Objective: Copy out everything from the row containing "Would you mind indicating the window frame" down to the last row, word for word, including both the first and the last rows.

Supplied records:
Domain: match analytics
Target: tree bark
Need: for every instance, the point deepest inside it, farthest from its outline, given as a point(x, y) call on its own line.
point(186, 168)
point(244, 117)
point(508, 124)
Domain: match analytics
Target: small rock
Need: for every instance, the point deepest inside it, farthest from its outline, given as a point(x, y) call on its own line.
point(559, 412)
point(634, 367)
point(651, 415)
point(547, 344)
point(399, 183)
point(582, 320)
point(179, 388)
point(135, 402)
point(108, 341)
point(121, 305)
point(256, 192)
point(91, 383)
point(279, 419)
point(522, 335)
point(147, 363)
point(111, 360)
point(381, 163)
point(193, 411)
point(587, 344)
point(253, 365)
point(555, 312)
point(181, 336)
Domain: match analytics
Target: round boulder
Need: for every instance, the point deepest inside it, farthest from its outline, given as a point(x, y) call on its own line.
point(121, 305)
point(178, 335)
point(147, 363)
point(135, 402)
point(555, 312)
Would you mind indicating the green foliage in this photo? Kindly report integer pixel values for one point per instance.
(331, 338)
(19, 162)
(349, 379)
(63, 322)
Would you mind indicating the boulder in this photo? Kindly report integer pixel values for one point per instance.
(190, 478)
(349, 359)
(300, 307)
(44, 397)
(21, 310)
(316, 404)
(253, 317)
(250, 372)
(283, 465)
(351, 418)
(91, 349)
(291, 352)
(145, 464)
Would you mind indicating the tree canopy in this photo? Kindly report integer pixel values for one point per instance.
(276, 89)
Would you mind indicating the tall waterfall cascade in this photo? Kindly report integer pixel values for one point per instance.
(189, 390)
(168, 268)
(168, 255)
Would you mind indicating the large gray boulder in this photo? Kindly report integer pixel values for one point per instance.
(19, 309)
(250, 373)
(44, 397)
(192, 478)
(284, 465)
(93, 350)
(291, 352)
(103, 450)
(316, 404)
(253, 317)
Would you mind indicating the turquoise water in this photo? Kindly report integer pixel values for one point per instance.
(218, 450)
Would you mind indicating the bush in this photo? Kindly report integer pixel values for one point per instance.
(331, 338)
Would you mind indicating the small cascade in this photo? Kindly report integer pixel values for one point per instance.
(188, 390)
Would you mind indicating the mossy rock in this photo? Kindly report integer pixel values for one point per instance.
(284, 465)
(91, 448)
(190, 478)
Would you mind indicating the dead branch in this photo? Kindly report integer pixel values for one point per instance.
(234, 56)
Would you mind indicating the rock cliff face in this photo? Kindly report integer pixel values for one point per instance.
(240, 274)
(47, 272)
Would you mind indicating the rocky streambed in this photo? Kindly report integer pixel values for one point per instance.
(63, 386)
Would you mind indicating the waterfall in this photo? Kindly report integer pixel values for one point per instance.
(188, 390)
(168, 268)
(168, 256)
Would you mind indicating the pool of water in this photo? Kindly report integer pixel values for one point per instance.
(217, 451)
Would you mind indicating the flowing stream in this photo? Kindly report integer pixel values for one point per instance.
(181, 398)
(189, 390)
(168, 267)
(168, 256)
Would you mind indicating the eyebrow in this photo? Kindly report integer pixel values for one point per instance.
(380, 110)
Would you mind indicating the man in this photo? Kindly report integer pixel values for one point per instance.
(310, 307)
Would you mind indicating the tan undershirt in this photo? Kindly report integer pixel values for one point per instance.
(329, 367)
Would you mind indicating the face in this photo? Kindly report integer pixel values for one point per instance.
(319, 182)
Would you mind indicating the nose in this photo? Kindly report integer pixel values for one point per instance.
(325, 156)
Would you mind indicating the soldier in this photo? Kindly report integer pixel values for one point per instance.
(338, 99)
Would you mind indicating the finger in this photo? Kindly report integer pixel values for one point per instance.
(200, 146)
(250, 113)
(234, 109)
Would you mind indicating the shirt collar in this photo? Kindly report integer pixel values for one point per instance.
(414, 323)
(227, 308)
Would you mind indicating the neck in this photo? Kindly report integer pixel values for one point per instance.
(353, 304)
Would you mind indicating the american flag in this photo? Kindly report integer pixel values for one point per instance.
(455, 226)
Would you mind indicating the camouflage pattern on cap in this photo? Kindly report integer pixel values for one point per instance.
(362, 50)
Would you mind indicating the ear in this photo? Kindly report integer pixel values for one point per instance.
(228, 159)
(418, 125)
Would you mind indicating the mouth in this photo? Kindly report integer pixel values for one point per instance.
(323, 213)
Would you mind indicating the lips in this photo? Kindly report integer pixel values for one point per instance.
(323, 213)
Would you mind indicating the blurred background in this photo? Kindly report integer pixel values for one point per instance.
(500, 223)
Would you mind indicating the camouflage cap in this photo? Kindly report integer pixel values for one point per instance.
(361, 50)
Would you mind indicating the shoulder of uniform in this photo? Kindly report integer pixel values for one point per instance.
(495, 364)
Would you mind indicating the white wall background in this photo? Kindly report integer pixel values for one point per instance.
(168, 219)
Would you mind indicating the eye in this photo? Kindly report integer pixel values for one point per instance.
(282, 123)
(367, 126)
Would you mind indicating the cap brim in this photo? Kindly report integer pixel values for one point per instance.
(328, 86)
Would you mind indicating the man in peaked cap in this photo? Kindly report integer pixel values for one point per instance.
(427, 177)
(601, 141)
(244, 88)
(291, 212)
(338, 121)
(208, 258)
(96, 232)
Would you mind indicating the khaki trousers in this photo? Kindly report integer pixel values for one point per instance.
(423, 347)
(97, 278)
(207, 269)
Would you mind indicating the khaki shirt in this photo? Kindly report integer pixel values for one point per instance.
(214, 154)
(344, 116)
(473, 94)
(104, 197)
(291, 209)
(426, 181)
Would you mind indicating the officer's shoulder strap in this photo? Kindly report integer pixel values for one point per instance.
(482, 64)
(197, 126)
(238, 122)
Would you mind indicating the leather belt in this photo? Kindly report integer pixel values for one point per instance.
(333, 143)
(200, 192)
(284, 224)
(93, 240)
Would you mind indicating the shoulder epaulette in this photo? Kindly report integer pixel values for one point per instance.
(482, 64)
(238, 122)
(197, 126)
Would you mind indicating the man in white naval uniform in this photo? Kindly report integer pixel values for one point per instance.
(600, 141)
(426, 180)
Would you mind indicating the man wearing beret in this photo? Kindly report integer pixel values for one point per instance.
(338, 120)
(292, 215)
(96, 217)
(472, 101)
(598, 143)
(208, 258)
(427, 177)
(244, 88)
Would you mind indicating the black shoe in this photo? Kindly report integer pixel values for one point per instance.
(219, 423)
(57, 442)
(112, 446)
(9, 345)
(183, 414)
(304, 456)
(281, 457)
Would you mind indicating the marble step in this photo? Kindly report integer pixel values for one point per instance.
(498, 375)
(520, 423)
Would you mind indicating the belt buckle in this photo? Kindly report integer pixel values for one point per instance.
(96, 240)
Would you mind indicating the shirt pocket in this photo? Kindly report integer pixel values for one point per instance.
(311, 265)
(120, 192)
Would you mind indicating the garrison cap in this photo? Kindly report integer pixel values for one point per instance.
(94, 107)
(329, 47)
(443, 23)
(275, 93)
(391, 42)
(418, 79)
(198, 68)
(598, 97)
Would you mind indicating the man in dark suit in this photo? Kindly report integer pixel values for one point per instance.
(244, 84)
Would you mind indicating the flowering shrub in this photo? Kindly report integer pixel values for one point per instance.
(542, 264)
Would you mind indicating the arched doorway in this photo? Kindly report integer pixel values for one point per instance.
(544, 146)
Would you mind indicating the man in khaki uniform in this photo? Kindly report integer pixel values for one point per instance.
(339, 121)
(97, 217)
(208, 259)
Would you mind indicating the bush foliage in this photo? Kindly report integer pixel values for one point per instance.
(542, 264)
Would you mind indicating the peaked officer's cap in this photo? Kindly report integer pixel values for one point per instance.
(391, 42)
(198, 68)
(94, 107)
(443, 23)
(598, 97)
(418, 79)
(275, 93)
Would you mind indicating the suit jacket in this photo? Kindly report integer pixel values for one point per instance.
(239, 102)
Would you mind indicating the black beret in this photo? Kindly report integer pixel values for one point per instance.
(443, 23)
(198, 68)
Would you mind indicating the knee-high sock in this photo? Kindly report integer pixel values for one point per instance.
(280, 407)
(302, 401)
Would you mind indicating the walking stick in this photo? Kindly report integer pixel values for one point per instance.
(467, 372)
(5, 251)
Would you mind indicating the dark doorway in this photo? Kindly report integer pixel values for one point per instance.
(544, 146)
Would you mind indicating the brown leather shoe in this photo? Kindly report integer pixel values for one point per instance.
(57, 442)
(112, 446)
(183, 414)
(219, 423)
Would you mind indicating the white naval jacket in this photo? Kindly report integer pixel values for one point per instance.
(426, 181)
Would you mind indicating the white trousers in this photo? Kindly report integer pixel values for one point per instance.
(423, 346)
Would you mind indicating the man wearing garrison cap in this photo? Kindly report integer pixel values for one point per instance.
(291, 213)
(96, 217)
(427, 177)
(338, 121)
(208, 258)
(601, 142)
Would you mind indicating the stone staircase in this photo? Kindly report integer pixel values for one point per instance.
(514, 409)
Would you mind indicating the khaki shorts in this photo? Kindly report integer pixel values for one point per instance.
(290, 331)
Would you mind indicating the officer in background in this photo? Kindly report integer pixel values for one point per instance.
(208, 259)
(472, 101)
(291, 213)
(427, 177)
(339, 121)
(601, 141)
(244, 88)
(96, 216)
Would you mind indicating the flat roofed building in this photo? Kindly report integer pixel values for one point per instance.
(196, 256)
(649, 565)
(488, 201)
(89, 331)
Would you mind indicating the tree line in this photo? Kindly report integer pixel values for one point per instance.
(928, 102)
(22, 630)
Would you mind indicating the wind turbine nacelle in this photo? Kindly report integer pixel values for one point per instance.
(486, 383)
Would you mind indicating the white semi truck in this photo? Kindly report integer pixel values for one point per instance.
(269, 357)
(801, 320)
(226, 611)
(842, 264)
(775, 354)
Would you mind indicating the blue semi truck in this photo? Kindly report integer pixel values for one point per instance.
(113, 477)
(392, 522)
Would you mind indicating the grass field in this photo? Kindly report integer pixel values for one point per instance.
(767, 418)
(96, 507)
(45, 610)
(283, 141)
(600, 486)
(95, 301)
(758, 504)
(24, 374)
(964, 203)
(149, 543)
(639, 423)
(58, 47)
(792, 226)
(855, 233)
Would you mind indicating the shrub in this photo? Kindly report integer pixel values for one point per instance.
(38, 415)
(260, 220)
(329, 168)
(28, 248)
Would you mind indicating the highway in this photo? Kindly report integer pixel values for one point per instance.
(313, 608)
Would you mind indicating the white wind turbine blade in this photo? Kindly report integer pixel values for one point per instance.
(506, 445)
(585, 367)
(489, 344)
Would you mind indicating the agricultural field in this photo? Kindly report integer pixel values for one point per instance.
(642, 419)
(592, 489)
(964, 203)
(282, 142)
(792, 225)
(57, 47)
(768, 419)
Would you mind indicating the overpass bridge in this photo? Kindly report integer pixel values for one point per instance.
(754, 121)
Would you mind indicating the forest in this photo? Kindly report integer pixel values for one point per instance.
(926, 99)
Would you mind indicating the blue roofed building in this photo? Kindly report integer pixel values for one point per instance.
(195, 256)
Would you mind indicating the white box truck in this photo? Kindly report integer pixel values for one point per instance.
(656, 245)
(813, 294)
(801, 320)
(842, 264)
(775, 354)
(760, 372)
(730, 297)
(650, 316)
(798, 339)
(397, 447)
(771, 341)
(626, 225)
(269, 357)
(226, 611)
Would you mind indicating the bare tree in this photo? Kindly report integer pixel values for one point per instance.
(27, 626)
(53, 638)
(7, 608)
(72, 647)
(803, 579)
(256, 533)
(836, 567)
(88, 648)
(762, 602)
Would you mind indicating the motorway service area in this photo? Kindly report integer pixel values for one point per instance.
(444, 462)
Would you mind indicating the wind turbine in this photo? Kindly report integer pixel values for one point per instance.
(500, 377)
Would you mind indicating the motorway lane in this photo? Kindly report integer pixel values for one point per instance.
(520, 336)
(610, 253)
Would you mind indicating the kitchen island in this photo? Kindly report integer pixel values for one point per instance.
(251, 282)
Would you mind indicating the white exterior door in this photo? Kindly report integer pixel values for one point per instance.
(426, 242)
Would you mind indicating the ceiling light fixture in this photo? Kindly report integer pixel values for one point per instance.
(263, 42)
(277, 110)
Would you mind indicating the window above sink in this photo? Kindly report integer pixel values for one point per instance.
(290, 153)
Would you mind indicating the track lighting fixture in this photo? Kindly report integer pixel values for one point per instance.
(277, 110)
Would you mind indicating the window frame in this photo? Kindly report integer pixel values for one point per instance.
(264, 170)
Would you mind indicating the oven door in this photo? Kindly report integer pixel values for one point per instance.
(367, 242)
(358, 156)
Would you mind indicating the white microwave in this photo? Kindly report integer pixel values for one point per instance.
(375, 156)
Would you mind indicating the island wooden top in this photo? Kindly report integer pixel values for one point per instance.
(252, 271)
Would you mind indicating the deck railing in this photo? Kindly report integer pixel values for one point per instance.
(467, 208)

Result:
Would you mind indicating the window frame in this photo? Kindly report integer pixel values for one point per instance.
(264, 170)
Would you mind indicating the oven door in this photo? Kindly report integer pixel values for one point per instance.
(367, 242)
(358, 156)
Would you mind indicating the white microwave in this photo? Kindly report integer pixel values for one point per instance.
(375, 156)
Would you mind indicating the island wooden top in this photo? Kindly report integer pixel values for one point per instance.
(252, 271)
Would you mind indicating the deck railing in this photo? Kindly report integer pixel values for one point per instance.
(467, 208)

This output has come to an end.